Prompt a: Report every line of the rows below that contains the string "boutonniere". Case counts.

Text excerpt:

As I mention in reply to Jim below , the message is IMO quite reassuring (unless you are a committed warmist or subsidy farming renewables entrepreneur)

Reply to  mikewaite
December 13, 2017 5:59 pm

I always wonder about papers that have so many authors. Did they all actually contribute> A sentence or two each? Maybe the MScs did the work, and wrote the paper, while the PhDs supervised?

Reply to  Retired_Engineer_Jim
December 14, 2017 12:33 am

Jim I think that your reservations may be lessened the following from the paper:
We collected observed daily time series of mean temperature and mortality counts for all causes or non-external causes only, in periods ranging from Jan 1, 1984, to Dec 31, 2015, from various locations across the globe through the Multi-Country Multi-City Collaborative Research Network. We estimated temperature–mortality relationships through a two-stage time series design. We generated current and future daily mean temperature series under four scenarios of climate change, determined by varying trajectories of greenhouse gas emissions, using five general circulation models. We projected excess mortality for cold and heat and their net change in 1990–2099 under each scenario of climate change, assuming no adaptation or population changes.”-

and about the contributors:
AG, YG, MH, and BA set up the collaborative network. AG, YG, and FS designed the study. AG coordinated the work, and took the lead in drafting the manuscript and interpreting the results. AG and FS developed the statistical methods. AG, FS, and AMV-C did the statistical analysis. BA, AH, FS, AMV-C, and VH provided substantial scientific input in interpreting the results and drafting the manuscript. YG, ST, MdSZSC, PHNS, EL, PMC, NVO, HKa, SO, JK, AU, JJKJ, NRIR, MP, PGG, AZe, PM, MS, MH, YH, MH-D, JCC, XS, HKi, AT, CI, BF, DOÅ, MSR, YLG, C-fW, AZa, JS, MLB, TND, DDV, CH, SV, and SH provided the data, and contributed to the interpretation of the results and to the submitted version of the manuscript.”-

As you can see an international collaboration . Overall I see this as a reassuring paper , that the benefits of global warming may outweigh the disadvantages , although of course they mention the pressing need for mitigation (ie money) .

Data shown:
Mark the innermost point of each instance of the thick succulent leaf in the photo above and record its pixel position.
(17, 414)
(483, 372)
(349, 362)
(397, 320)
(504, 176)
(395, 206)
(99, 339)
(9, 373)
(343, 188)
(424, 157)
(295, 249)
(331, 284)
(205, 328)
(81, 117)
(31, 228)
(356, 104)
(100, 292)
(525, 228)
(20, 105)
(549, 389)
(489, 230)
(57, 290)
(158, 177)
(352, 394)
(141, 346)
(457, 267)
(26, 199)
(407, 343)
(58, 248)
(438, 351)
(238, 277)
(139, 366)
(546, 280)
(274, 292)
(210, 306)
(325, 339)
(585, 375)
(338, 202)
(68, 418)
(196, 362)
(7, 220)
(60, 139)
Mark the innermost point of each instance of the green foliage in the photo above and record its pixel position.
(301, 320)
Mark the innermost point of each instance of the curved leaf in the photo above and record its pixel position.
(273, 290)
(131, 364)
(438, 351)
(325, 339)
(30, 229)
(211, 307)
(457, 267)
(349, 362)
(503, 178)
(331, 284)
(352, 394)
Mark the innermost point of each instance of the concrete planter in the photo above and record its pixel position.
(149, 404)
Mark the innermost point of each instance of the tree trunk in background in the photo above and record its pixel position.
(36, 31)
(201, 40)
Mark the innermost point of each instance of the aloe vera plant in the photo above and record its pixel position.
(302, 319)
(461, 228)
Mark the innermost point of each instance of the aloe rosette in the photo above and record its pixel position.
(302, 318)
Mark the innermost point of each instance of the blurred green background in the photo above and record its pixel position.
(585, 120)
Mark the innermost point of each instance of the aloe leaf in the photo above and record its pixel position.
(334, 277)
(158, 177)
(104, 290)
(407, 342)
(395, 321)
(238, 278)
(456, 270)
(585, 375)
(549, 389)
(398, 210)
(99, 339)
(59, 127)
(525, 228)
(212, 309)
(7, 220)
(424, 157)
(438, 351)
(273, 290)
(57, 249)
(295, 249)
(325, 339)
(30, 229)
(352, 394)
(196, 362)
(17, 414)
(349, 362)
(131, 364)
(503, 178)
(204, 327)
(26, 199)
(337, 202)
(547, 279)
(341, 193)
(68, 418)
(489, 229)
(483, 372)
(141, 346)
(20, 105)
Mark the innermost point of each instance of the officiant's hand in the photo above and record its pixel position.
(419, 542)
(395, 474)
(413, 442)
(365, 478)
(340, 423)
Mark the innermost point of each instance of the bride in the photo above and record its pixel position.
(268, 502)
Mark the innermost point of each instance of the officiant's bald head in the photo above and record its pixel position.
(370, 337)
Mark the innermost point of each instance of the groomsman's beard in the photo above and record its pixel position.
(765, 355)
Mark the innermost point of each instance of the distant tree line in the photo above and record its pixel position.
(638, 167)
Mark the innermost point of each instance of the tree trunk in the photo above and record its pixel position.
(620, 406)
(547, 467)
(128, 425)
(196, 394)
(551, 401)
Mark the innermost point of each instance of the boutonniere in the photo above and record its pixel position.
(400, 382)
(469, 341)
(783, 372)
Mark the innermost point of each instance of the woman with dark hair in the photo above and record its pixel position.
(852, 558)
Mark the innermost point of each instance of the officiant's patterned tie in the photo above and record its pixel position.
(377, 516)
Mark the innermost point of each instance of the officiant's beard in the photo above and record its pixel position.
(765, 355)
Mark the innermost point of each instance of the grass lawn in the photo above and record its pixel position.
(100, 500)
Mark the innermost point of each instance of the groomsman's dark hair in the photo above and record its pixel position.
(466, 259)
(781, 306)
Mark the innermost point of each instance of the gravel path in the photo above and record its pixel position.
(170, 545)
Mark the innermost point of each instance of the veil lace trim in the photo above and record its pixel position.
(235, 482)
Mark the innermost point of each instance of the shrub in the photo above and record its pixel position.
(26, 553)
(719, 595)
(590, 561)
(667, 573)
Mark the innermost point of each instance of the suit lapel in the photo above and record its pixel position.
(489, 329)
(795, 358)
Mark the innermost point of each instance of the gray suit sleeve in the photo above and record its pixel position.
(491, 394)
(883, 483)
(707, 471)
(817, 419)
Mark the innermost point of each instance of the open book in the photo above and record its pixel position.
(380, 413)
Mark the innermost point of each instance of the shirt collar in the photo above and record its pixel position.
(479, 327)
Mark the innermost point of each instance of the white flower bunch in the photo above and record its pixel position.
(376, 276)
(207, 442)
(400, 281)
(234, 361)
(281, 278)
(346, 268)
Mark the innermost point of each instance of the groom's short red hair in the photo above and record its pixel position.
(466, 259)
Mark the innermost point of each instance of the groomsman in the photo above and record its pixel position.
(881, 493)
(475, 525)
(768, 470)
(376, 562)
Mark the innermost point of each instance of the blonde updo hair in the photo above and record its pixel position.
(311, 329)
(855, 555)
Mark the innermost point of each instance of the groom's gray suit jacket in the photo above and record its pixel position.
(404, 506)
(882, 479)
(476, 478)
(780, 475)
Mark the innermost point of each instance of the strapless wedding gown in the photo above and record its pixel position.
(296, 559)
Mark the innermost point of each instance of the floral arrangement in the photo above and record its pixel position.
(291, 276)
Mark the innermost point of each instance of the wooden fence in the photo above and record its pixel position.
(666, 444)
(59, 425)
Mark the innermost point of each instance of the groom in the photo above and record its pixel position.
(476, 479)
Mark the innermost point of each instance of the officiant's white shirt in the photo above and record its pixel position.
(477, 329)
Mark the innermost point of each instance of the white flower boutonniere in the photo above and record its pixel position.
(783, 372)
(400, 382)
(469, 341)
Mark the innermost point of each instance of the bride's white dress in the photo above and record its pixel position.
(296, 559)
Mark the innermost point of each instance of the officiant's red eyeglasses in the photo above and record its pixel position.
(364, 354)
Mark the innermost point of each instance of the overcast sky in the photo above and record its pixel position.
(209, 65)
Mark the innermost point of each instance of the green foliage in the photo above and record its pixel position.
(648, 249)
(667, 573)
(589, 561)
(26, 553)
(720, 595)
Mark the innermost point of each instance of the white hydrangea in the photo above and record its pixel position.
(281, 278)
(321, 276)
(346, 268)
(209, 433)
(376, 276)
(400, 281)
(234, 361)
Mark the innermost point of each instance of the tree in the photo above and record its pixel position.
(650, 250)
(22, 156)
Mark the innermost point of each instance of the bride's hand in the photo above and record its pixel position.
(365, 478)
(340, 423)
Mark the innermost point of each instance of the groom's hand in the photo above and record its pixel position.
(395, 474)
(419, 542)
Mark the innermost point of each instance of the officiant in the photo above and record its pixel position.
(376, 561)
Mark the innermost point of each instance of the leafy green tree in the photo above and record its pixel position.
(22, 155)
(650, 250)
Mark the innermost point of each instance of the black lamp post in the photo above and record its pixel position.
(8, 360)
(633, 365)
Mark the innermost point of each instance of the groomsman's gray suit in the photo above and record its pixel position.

Prompt b: According to the comment thread above, how many general circulation models did the quoted study use to generate its temperature series?

Worked solution a:
Mark the innermost point of each instance of the boutonniere in the photo above and record its pixel position.
Mark the innermost point of each instance of the white flower boutonniere in the photo above and record its pixel position.

Worked solution b: Five.